Give back only the line containing "the red sandstone" and every line after it through the end of the data below, transcribed exactly.
::: Records
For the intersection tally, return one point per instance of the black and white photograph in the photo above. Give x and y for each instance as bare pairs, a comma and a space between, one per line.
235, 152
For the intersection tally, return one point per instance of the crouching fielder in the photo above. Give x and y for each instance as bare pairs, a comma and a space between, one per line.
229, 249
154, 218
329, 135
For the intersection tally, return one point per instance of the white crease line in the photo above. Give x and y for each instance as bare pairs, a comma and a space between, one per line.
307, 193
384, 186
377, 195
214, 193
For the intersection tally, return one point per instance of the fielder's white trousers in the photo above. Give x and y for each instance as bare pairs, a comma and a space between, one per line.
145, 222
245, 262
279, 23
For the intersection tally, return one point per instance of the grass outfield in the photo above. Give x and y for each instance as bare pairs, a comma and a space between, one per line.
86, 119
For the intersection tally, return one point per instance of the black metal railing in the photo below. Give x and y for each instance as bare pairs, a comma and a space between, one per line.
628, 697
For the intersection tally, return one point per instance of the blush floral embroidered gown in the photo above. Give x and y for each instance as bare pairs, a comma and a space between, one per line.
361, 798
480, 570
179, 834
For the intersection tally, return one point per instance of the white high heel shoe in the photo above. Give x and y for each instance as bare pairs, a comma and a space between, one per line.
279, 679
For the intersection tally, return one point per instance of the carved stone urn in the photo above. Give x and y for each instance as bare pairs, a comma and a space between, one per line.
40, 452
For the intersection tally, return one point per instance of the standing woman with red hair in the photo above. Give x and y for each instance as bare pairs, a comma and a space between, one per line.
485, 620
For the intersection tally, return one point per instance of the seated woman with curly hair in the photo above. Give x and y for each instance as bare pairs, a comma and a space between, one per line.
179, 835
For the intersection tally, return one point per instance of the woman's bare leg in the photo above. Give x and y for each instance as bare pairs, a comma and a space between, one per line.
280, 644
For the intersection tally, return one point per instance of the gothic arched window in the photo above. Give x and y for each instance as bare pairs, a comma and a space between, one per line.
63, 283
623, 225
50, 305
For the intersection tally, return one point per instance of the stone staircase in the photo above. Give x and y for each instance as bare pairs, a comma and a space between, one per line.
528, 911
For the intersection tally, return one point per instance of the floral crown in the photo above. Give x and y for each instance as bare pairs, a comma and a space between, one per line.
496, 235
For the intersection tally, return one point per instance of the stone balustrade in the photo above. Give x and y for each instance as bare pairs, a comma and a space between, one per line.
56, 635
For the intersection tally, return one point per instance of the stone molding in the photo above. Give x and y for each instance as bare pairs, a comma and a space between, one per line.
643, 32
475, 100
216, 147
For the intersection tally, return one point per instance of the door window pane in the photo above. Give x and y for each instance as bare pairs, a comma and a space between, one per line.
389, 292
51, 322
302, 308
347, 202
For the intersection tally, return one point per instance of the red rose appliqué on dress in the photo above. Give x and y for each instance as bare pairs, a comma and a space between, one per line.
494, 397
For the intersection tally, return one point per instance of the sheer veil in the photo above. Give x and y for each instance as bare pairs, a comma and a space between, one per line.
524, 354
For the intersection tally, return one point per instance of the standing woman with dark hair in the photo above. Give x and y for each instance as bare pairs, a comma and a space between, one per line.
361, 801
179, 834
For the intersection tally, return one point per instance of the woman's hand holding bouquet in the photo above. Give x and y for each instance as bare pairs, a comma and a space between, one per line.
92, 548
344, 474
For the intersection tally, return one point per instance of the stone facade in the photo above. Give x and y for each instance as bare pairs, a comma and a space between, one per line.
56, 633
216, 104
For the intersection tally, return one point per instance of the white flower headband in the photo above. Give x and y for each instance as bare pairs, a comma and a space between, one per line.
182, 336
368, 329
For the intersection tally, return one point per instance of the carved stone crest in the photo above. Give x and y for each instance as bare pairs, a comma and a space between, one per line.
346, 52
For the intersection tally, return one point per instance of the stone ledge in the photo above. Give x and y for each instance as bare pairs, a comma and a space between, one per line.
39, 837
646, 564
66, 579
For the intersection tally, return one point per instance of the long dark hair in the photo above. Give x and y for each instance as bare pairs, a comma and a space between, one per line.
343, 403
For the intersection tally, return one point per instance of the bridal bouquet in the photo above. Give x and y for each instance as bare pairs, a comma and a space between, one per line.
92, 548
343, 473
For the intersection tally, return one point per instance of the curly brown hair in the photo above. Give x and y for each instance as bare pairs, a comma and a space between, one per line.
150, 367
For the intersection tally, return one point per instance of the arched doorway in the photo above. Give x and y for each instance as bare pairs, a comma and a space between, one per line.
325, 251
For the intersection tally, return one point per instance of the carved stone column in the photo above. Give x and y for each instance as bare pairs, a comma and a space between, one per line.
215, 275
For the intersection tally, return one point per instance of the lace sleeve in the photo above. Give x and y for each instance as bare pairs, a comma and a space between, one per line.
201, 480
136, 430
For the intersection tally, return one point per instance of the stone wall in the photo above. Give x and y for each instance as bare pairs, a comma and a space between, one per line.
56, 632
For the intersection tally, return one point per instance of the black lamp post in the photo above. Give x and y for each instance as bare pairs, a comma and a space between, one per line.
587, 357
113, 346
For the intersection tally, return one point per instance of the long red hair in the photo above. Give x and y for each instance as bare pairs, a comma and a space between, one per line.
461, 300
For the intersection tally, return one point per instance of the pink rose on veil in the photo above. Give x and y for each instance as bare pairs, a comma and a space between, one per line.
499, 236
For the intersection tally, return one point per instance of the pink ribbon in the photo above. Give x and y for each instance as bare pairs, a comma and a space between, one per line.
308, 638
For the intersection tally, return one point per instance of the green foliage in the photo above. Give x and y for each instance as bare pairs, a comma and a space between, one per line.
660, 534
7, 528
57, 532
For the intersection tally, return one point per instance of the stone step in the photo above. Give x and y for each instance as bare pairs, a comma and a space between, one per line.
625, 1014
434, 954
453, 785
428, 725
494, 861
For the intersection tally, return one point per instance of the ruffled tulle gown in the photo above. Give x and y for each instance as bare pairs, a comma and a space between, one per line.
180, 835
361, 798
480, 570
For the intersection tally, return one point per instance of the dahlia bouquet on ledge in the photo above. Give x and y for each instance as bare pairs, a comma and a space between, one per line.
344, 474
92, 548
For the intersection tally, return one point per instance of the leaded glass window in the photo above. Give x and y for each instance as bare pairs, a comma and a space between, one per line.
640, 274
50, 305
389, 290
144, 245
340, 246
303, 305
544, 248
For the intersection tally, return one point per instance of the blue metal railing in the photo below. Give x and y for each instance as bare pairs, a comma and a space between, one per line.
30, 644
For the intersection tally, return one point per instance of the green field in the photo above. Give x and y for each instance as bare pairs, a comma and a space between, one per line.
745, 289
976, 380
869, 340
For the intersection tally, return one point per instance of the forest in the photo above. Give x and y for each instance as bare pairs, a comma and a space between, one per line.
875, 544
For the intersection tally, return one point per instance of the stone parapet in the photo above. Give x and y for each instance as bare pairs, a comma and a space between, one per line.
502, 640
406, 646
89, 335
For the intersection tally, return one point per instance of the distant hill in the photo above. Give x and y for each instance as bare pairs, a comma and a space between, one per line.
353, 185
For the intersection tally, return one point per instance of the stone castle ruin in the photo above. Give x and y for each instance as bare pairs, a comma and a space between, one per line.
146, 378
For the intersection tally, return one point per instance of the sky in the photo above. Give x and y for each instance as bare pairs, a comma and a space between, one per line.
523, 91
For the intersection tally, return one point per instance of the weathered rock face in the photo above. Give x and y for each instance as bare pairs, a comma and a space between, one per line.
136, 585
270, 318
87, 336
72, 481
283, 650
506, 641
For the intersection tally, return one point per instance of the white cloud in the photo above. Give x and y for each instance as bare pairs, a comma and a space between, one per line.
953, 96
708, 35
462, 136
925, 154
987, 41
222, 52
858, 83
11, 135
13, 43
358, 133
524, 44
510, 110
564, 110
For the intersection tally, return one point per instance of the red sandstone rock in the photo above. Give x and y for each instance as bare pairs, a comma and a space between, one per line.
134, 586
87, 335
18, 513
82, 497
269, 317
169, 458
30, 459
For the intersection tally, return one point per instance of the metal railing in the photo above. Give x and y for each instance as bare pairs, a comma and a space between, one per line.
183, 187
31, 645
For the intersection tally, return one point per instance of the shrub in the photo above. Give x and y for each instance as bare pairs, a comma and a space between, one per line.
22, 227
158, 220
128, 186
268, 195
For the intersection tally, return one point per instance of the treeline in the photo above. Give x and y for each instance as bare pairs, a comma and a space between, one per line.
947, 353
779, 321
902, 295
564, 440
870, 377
::::::
Reply:
For the intersection tally, return one point per instance of the red sandstone rock in the photo above. Give x and y for each instance as bare pairs, a comma and a space between, one per line.
134, 586
87, 335
18, 513
82, 497
269, 317
169, 458
30, 459
For the intersection tally, return one point per instance of the metal railing in the photo above. Give x and y for each instance as bare pairs, a comma and a space between, one per line.
183, 187
31, 645
For the intersection tally, return one point per instance of the shrub in the photo above. Give x and y for each instance as bare pairs, a comma and a space between, one per line.
22, 227
158, 220
128, 186
268, 195
For the intersection tally, return one point per instance of the treeline in the photo above. Give x and y for each instance as bare pairs, a comma and a space between, one per line.
947, 353
779, 321
902, 295
564, 440
870, 377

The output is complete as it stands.